#### TASK DESCRIPTION
Only an exact repetition of every entry counts as the answer.

#### DATASET EXTRACT
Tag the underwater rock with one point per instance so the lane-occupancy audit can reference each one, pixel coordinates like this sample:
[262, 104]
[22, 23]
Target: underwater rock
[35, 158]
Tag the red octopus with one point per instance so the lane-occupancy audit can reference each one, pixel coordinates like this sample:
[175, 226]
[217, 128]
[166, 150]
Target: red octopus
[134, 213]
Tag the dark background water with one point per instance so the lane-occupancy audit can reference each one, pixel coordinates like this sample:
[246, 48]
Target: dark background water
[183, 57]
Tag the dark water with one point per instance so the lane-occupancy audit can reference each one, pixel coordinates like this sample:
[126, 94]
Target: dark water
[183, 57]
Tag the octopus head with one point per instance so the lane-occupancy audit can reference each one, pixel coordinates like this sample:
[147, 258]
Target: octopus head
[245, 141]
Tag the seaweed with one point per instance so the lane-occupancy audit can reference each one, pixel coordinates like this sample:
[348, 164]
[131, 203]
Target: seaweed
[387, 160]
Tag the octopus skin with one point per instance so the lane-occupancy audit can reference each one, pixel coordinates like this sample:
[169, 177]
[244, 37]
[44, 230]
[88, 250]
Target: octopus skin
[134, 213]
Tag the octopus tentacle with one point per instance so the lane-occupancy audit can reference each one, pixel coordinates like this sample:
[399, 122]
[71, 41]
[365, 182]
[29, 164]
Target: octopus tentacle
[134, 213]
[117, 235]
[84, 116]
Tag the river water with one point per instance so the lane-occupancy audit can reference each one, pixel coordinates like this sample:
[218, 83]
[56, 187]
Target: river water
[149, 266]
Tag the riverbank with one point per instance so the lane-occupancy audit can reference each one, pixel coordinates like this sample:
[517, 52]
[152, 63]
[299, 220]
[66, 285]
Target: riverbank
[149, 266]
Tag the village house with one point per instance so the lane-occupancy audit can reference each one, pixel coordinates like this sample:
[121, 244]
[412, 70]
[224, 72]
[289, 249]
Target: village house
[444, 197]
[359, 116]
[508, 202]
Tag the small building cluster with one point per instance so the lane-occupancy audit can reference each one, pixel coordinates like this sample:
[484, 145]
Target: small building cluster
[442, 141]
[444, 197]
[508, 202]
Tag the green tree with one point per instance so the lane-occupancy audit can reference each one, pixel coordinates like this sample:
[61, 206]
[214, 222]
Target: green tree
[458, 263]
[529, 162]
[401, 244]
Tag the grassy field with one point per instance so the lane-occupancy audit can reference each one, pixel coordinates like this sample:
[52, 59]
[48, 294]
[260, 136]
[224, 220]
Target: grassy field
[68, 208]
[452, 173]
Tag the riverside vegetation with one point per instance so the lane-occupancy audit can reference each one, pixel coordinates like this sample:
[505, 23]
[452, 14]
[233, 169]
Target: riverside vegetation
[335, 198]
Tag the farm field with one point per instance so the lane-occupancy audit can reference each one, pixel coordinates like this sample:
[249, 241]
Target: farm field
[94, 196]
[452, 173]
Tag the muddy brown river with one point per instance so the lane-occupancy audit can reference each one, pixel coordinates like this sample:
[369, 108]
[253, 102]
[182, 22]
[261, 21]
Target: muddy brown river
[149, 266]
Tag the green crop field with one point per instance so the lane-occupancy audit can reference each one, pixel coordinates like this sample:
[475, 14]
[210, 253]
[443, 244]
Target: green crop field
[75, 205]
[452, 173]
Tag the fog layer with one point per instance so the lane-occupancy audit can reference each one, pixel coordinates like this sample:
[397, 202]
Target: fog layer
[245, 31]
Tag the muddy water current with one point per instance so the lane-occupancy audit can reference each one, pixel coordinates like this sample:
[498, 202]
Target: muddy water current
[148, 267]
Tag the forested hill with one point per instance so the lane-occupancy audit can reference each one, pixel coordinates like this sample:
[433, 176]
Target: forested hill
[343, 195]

#### ANSWER TO THIS PROBLEM
Tag the underwater rock with one point per instance so the lane-occupancy audit can reference each one, pixel coordinates like this sample:
[262, 104]
[22, 23]
Target: underwater rock
[35, 158]
Tag the red octopus with one point per instance so the lane-occupancy audit can reference each one, pixel coordinates like this sample:
[175, 226]
[217, 128]
[166, 150]
Target: red octopus
[134, 213]
Tag the dark background water with one point per instance so the lane-occupancy audit can reference each one, pixel coordinates like this sample:
[246, 48]
Target: dark background water
[183, 57]
Tag the dark water with one point per instance so the lane-occupancy audit can reference each one, pixel coordinates like this sample:
[126, 94]
Target: dark water
[183, 57]
Tag the octopus head with one point per instance so the lane-occupancy audit can reference each one, pixel coordinates like this sample:
[147, 258]
Target: octopus head
[245, 141]
Tag the seaweed with one point per instance so the lane-occupancy audit can reference each one, pixel coordinates like this sample:
[348, 164]
[131, 203]
Target: seaweed
[387, 160]
Tag the octopus skin with one point per instance so the lane-occupancy audit can reference each one, pixel coordinates like this sample:
[169, 177]
[244, 37]
[44, 230]
[88, 250]
Target: octopus skin
[134, 213]
Tag the octopus tentacle with one point per instance so the lane-occupancy audit can reference each one, pixel coordinates like this sample:
[399, 122]
[71, 41]
[365, 182]
[29, 164]
Target: octopus tentacle
[134, 213]
[117, 235]
[84, 116]
Tag the river water with one point per instance so the lane-occupancy audit can reference each one, pixel coordinates like this sample:
[218, 83]
[56, 187]
Target: river water
[149, 266]
Tag the riverbank with one point per instance so the lane-occupancy audit can reference each one, pixel coordinates like this sample:
[517, 52]
[152, 63]
[299, 220]
[66, 285]
Target: riverbank
[149, 266]
Tag the village house with one point per instance so the lane-occupancy audit can reference each one, pixel coordinates like this sample:
[121, 244]
[412, 70]
[224, 72]
[289, 249]
Target: village house
[444, 197]
[359, 116]
[508, 202]
Tag the small building cluster with one point per instance so the lane-occupancy audit can reference each one, pixel coordinates like this sample:
[484, 145]
Target: small building cluster
[442, 141]
[444, 197]
[508, 202]
Tag the green tree with one point per instance so the lane-occupancy audit can reference each one, pixel coordinates like this sample:
[61, 206]
[214, 222]
Target: green tree
[458, 263]
[529, 162]
[401, 244]
Tag the grassy field with one point per instance so the lane-occupancy audit can reference each one, pixel coordinates like this sample:
[52, 59]
[48, 294]
[260, 136]
[224, 220]
Target: grassy field
[68, 208]
[452, 173]
Tag the riverside vegetation with one point per instance so the lane-occupancy audit can reference each one, pixel coordinates like this sample:
[505, 23]
[452, 14]
[233, 169]
Target: riverside vegetation
[335, 198]
Tag the farm field with one point per instance so the lane-occupancy audit can reference each one, pixel coordinates like this sample:
[249, 241]
Target: farm field
[94, 196]
[452, 173]
Tag the muddy brown river with one point per instance so the lane-occupancy audit can reference each one, pixel coordinates like this sample:
[369, 108]
[253, 102]
[182, 22]
[261, 21]
Target: muddy brown river
[149, 266]
Tag the green crop field with one point per instance so the lane-occupancy audit can reference each one, pixel coordinates like this sample:
[475, 14]
[210, 253]
[443, 244]
Target: green crop field
[75, 205]
[452, 173]
Tag the fog layer with one point per instance so the lane-occupancy audit can reference each one, pixel coordinates like this sample:
[397, 202]
Target: fog layer
[245, 31]
Tag the muddy water current with one point per instance so the lane-occupancy audit can reference each one, pixel coordinates like this sample:
[498, 202]
Target: muddy water current
[148, 267]
Tag the forested hill with one point per instance so the lane-occupancy audit can reference each one, pixel coordinates like this sample:
[433, 176]
Target: forested hill
[343, 195]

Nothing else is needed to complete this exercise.